*TASK GOAL*
Images within the entries are to be omitted; the remainder must be reproduced exactly.

*** Opening of STUDY MATERIAL ***

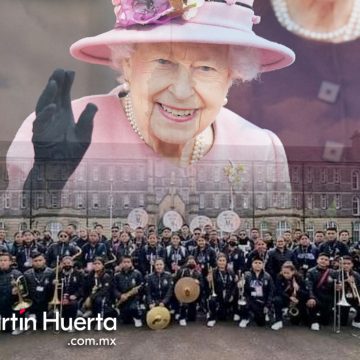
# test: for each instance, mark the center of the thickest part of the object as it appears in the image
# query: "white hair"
(244, 61)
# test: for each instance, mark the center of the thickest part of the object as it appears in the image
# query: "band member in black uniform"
(159, 286)
(260, 251)
(320, 284)
(185, 234)
(276, 257)
(125, 247)
(93, 249)
(191, 244)
(40, 284)
(175, 255)
(235, 256)
(222, 285)
(258, 292)
(305, 255)
(24, 254)
(127, 285)
(149, 253)
(8, 291)
(215, 242)
(352, 290)
(332, 246)
(166, 237)
(61, 248)
(97, 290)
(187, 312)
(72, 282)
(291, 294)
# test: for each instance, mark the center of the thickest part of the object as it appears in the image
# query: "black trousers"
(253, 309)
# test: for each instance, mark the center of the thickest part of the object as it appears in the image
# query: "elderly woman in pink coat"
(177, 61)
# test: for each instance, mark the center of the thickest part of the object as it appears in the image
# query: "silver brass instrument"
(342, 301)
(241, 287)
(22, 292)
(211, 283)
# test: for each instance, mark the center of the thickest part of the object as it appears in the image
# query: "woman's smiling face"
(177, 89)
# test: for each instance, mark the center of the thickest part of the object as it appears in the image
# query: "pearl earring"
(124, 89)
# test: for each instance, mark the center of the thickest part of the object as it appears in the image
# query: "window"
(355, 179)
(323, 201)
(201, 201)
(309, 175)
(23, 226)
(54, 228)
(39, 200)
(356, 205)
(281, 227)
(310, 201)
(7, 201)
(216, 201)
(356, 231)
(310, 230)
(323, 176)
(338, 201)
(23, 201)
(54, 200)
(336, 176)
(95, 173)
(263, 228)
(79, 201)
(126, 201)
(245, 201)
(95, 200)
(295, 175)
(260, 201)
(329, 224)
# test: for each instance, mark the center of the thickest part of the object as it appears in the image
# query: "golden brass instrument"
(22, 303)
(354, 289)
(342, 301)
(211, 282)
(293, 308)
(128, 295)
(57, 286)
(241, 287)
(94, 290)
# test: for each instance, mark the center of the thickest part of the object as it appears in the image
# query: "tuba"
(22, 291)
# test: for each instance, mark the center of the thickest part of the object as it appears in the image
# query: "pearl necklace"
(198, 150)
(347, 32)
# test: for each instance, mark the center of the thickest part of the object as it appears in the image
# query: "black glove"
(57, 139)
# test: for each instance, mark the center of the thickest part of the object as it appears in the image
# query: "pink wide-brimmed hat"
(197, 21)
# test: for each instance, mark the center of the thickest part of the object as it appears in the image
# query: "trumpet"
(211, 282)
(20, 285)
(293, 308)
(354, 290)
(241, 287)
(342, 301)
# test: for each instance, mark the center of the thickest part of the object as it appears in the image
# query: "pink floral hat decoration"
(228, 22)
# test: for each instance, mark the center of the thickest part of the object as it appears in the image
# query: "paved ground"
(225, 341)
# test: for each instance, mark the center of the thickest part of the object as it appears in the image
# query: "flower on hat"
(130, 12)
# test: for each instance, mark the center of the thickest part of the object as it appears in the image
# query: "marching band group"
(290, 280)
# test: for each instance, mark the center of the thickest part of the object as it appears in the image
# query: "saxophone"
(128, 294)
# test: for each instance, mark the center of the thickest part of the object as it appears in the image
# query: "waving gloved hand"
(56, 137)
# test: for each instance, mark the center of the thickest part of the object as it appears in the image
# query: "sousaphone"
(158, 318)
(187, 290)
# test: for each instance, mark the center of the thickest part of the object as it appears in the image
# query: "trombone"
(55, 302)
(20, 285)
(342, 301)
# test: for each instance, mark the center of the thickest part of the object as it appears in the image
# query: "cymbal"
(158, 318)
(187, 290)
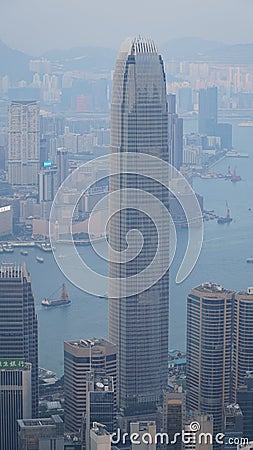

*** Close of STUDY MATERIAL ***

*COMPLETED EXERCISE*
# test: for each instance, mark the center of the thickest part of the object as it appears in the image
# query: "white hair"
(244, 61)
# test: for each instance, mark the center of the thickest part of the object as it appears in the image
# query: "band member in black uniform"
(159, 286)
(260, 251)
(320, 284)
(185, 234)
(276, 257)
(125, 247)
(93, 249)
(191, 244)
(40, 284)
(175, 255)
(235, 256)
(222, 285)
(258, 292)
(305, 255)
(24, 254)
(127, 285)
(149, 253)
(8, 291)
(215, 242)
(352, 290)
(332, 246)
(166, 237)
(61, 248)
(97, 290)
(187, 312)
(72, 282)
(291, 294)
# test: for each instance, mark the center of the thickest part of the object as it appears in the image
# query: "black trousers"
(253, 309)
# test: for each instance, mark the center of the thickest part of the object as it appears in the image
# query: "elderly woman in pink coat"
(177, 61)
# test: for each instance, mark the center of the thickest part of the object as it appears in the image
# query: "silver brass instrument"
(342, 301)
(241, 287)
(22, 292)
(211, 283)
# test: for each instance, mark the center of the thickest part of the object as it appears in the image
# query: "woman's smiling face"
(177, 89)
# test: for each instance, mark the center of the thickest part of the object as it appears in the image
# query: "pearl earring"
(124, 89)
# test: for each instance, mark the center of the thickest part of the object as it appears in the image
# query: "window"
(355, 179)
(323, 201)
(201, 201)
(309, 175)
(23, 226)
(54, 228)
(39, 200)
(356, 205)
(281, 227)
(310, 201)
(7, 201)
(216, 201)
(356, 231)
(310, 230)
(323, 176)
(338, 201)
(23, 201)
(54, 200)
(336, 176)
(95, 173)
(263, 228)
(79, 201)
(126, 201)
(245, 201)
(95, 200)
(295, 175)
(260, 201)
(329, 224)
# test: for each instance, mark the center of the thickest part of the object as it appears in the image
# query: "golden brass instrument"
(22, 303)
(354, 289)
(342, 301)
(211, 282)
(293, 308)
(128, 295)
(57, 286)
(241, 287)
(94, 290)
# test: for each instance, mark the center of the thickest part of the object as it appears in the image
# query: "tuba"
(22, 291)
# test: for each instance, mark the center of the thickest part of the object as it appears in the image
# query: "pearl necklace"
(198, 150)
(347, 32)
# test: for each instance, mark the center of the thickest part of the object as it appears in the image
# query: "black glove"
(57, 139)
# test: for each instance, mark the center of the thickest part of the object as it appears in the image
# query: "pink wide-brimmed hat"
(197, 21)
# test: for each instance, mark the center of the thickest part of the object as it appears in the image
# query: "trumpet"
(211, 282)
(20, 285)
(293, 308)
(354, 290)
(241, 287)
(342, 301)
# test: for each instance, mark the center of the thickest part of the object as it appears in the image
# query: "pink floral hat decoration"
(228, 22)
# test: for each instance, mark the center of the thickest part of the object as it appears in the image
# query: "paved ground"
(225, 341)
# test: for each instance, mark the center of the thickest part of the object as it appears in the image
# query: "flower on hat"
(130, 12)
# test: for each instance, mark the center of the thickest part of the object as it appears in the image
# query: "marching band group"
(290, 280)
# test: for each instance, mark the center of the thickest part of the object as it appears in the image
# query: "saxophone"
(128, 294)
# test: for each instance, mark the center of the thickest part of the object as it appears in the image
# query: "waving gloved hand"
(56, 137)
# test: for each instance, mark the center of the thickest part of the object as it appears in the image
# query: "sousaphone"
(158, 318)
(187, 290)
# test: for each instance, mark the center of the thickest part of the object as it appears in the image
# query: "trombone"
(55, 302)
(20, 285)
(342, 301)
# test: for each instance, mark the center of the thickest part of the object as it appears in the image
# query: "cymbal"
(158, 318)
(187, 290)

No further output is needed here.